*** Dataset records ***

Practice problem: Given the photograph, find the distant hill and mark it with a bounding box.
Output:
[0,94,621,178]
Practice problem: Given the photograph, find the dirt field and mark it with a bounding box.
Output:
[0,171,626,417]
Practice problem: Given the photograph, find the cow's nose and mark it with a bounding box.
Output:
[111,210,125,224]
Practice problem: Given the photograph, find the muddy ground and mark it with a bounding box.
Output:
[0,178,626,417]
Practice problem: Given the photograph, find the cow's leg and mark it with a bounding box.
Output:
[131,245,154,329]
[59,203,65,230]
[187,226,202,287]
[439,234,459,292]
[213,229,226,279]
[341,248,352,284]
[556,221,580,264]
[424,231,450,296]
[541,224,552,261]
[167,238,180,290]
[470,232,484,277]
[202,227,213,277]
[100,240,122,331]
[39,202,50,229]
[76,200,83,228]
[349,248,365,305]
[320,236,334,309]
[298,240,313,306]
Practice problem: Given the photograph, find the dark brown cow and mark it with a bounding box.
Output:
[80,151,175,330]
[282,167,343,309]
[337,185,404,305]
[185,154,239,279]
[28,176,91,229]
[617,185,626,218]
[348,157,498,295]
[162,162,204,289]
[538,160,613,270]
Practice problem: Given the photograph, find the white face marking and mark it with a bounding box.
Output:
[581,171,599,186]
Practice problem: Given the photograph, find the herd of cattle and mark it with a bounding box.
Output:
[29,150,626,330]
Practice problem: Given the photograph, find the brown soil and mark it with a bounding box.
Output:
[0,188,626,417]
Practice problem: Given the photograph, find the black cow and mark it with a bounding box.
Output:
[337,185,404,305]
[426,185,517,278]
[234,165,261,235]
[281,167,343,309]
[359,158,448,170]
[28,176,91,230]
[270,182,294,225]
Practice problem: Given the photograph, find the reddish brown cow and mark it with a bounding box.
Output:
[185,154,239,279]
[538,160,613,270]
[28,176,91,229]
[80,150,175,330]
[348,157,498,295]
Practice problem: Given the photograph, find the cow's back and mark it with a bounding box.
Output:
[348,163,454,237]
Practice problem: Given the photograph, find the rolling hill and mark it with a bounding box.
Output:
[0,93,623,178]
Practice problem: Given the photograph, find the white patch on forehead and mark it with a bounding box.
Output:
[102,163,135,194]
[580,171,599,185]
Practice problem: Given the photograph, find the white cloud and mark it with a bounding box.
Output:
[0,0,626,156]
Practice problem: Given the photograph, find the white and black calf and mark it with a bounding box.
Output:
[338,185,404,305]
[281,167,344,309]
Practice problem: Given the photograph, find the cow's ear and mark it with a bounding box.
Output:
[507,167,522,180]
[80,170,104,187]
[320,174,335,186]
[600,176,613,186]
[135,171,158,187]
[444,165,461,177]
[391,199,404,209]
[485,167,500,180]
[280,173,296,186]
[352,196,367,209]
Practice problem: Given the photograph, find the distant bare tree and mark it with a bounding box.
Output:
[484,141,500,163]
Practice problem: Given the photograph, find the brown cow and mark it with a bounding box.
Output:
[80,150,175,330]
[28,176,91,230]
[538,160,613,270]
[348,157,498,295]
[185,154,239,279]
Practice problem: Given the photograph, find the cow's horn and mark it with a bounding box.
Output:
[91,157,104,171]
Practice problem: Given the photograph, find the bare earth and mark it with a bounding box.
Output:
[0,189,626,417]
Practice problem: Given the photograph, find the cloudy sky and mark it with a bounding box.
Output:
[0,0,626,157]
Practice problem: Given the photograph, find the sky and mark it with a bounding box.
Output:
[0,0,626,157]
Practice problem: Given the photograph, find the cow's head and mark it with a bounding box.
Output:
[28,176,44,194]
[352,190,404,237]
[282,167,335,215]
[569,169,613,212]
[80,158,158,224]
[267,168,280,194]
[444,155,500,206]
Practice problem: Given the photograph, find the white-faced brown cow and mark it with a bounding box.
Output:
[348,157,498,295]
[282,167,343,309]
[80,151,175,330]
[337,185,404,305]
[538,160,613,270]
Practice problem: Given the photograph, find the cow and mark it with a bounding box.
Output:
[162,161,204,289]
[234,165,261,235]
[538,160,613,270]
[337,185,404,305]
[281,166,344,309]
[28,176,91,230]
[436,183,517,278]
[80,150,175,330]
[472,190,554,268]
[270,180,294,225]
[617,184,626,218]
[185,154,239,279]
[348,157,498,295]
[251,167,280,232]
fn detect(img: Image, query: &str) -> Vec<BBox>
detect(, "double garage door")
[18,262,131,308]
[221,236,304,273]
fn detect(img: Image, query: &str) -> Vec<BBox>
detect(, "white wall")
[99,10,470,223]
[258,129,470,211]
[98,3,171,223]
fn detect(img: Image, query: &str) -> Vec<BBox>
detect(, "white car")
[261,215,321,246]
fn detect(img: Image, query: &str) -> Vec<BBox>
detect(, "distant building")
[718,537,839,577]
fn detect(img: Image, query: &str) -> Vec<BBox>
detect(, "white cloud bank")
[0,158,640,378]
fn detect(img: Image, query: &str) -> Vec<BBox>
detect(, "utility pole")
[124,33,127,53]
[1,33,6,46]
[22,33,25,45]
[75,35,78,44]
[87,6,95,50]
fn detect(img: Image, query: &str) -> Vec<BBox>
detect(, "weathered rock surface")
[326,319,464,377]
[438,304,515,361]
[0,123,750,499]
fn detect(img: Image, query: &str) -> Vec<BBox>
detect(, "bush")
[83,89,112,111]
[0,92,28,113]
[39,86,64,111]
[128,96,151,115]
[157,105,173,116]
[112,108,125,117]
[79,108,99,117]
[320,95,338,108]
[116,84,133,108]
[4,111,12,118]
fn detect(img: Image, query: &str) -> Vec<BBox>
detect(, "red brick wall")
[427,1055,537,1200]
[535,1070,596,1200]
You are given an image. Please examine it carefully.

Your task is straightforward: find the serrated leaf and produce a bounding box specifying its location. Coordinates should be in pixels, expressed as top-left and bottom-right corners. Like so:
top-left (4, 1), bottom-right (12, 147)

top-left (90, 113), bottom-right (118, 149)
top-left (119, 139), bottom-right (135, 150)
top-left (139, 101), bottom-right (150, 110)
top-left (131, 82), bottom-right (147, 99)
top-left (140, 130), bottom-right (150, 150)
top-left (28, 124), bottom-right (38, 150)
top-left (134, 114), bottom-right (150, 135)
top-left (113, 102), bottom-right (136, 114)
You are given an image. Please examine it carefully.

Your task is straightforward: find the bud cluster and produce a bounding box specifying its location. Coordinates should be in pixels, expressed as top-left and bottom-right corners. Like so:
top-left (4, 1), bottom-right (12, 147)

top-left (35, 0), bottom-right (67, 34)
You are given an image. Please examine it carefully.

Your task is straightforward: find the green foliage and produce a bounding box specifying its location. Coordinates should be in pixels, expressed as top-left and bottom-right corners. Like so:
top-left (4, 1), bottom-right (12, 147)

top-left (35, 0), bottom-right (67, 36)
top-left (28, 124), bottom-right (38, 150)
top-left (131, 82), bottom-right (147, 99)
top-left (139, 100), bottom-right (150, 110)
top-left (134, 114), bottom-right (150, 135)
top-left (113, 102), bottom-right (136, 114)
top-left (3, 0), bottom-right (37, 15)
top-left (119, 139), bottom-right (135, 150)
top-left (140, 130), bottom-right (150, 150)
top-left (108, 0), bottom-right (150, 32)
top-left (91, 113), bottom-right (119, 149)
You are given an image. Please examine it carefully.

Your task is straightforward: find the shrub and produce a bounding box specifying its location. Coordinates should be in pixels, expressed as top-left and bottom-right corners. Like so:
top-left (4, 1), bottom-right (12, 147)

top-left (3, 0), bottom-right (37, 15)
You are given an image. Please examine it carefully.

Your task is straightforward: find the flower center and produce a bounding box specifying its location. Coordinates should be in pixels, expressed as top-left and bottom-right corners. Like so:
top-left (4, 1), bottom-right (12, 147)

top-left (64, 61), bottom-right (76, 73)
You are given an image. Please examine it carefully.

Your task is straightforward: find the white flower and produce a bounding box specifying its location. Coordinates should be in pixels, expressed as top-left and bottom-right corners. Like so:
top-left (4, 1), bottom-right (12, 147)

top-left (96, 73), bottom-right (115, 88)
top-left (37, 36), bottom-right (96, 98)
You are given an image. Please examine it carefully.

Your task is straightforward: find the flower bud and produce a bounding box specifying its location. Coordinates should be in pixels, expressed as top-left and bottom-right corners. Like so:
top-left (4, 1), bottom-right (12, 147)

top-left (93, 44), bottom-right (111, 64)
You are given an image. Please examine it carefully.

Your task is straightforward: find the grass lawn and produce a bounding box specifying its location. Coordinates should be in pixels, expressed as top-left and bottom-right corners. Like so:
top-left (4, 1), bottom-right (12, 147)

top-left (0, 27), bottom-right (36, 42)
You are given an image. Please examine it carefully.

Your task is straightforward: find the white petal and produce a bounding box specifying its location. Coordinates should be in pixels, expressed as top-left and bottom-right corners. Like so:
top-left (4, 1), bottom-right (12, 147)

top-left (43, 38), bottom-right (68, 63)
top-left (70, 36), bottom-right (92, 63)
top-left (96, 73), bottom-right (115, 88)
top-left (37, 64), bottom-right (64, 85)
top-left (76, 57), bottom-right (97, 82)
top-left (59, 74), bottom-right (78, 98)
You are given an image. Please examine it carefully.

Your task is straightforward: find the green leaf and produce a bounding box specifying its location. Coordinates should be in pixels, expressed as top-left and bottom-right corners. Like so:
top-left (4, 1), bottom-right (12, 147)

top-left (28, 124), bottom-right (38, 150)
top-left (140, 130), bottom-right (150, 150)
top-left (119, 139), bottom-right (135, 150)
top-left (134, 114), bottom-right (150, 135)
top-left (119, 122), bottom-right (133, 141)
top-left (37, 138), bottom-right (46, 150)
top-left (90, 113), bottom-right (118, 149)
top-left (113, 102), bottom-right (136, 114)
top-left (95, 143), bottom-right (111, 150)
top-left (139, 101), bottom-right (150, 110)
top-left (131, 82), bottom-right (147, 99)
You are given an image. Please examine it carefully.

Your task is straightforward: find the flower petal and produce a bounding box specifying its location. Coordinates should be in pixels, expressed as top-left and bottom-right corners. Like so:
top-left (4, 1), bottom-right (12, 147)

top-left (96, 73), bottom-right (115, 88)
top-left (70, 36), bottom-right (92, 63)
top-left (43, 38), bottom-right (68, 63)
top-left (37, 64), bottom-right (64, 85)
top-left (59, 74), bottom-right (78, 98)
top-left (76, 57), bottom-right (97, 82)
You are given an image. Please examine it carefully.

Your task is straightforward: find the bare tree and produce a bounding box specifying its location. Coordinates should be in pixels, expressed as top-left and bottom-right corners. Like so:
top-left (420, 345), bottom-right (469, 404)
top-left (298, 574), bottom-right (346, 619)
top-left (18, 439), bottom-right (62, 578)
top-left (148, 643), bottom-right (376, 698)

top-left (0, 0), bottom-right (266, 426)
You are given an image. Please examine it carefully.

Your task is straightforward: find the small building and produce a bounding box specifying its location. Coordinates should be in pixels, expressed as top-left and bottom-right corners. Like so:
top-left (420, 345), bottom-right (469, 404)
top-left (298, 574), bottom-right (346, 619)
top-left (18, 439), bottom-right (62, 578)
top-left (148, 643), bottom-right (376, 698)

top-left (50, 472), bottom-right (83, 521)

***

▸ Direction
Reproduce every line of the records from the start through the line containing "[581,171,599,186]", both ends included, and shift each bounding-box coordinate in the answers up by 111. Leave all other lines unchanged.

▸ Answer
Practice problem: Given the photograph, find the distant hill and mark it with a bounding box.
Output:
[111,205,732,289]
Practice problem: Given the photograph, find the dirt field and mark it with a bounding box.
Output:
[111,282,737,528]
Practice problem: Given the photograph, find the cow's nose and mark it with a bounding box.
Output:
[222,321,236,335]
Practice problem: Given the photograph, find the muddy ground and mark it with a bounding box.
Output:
[111,289,737,528]
Practice problem: Given the photograph, find the cow's leg and mark it with a bounding box.
Output:
[242,356,265,440]
[170,314,176,341]
[298,337,313,398]
[550,345,570,403]
[324,340,337,390]
[452,359,463,395]
[667,332,691,375]
[535,342,561,407]
[652,335,663,372]
[278,349,291,401]
[581,343,595,388]
[313,338,324,388]
[211,351,233,442]
[150,313,161,340]
[187,311,194,339]
[460,359,476,416]
[431,347,445,420]
[409,351,424,417]
Practice problem: Given the photograph, find the dark brown cow and mark it with a bounding box.
Output:
[191,262,286,441]
[393,278,454,420]
[448,296,515,416]
[296,265,350,390]
[139,287,202,340]
[728,296,737,329]
[459,268,609,406]
[273,273,315,400]
[649,271,724,381]
Practice problem: Given the photograph, find the white face marking and mark it with a bounding box.
Output:
[692,282,710,297]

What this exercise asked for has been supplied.